**PROBLEM DETAILS**
Pick out all lines in the listing holding the string "leafy" and copy them.

**DATA TO USE**
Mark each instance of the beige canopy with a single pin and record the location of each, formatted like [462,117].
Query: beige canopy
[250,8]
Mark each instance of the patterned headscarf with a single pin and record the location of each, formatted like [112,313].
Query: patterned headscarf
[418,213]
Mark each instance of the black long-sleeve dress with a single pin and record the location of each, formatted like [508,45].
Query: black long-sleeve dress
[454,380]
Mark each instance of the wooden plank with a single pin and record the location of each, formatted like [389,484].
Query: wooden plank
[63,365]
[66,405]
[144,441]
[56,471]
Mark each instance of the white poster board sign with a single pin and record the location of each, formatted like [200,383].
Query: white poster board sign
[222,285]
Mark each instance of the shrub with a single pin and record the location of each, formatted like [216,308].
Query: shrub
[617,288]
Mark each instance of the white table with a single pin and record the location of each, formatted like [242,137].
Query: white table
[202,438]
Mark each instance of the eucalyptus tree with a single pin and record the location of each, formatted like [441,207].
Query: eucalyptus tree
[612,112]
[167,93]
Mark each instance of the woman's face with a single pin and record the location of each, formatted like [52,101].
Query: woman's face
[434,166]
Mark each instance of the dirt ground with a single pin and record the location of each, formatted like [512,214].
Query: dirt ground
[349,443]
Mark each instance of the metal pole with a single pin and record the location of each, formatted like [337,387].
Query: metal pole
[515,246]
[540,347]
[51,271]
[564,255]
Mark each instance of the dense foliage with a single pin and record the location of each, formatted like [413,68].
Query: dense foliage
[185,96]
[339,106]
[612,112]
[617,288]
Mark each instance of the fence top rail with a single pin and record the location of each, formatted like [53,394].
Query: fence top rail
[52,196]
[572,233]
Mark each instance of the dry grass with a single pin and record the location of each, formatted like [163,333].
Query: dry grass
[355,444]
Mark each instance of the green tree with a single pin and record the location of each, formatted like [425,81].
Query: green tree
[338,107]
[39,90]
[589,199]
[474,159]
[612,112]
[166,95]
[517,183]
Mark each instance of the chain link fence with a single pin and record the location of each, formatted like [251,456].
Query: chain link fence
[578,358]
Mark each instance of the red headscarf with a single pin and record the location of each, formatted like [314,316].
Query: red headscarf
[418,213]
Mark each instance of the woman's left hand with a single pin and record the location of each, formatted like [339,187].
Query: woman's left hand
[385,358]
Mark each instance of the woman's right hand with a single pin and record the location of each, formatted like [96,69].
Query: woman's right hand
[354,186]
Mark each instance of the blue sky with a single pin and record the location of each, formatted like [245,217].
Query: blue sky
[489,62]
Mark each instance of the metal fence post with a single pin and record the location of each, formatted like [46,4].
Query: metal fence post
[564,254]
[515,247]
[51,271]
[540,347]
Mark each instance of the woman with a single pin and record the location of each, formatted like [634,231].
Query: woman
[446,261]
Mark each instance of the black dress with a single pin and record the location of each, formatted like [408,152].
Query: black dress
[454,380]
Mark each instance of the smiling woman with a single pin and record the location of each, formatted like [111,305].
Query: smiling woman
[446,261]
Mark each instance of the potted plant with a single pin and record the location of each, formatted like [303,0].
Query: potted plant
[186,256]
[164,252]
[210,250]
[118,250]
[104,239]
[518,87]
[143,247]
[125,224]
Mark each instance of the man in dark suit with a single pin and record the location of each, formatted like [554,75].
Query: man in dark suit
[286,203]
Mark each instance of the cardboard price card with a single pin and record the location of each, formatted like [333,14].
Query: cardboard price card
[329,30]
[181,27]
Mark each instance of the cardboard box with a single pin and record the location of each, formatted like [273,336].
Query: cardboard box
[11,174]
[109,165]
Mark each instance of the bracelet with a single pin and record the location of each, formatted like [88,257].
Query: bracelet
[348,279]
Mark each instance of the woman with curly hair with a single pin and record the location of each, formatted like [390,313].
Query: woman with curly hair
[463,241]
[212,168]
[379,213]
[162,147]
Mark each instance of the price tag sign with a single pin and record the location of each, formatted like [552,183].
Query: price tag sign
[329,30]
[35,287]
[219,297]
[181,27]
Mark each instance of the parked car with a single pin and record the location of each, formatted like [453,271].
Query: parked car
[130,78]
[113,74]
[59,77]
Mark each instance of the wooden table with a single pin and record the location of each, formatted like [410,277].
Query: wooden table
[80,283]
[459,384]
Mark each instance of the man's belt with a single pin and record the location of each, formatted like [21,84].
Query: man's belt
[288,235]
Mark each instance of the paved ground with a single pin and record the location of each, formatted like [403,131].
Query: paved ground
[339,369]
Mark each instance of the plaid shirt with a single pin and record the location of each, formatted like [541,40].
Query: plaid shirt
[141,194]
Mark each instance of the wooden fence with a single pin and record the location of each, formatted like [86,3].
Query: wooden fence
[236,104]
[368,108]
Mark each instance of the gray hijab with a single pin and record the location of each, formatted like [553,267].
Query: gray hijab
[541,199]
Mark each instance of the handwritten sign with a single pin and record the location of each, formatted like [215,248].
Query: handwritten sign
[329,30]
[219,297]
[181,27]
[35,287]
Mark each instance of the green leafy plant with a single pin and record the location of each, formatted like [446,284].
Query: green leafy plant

**TASK SOLUTION**
Mark each instance of the green leafy plant with a single pin and record the location of each, formatted like [446,284].
Query: green leafy plant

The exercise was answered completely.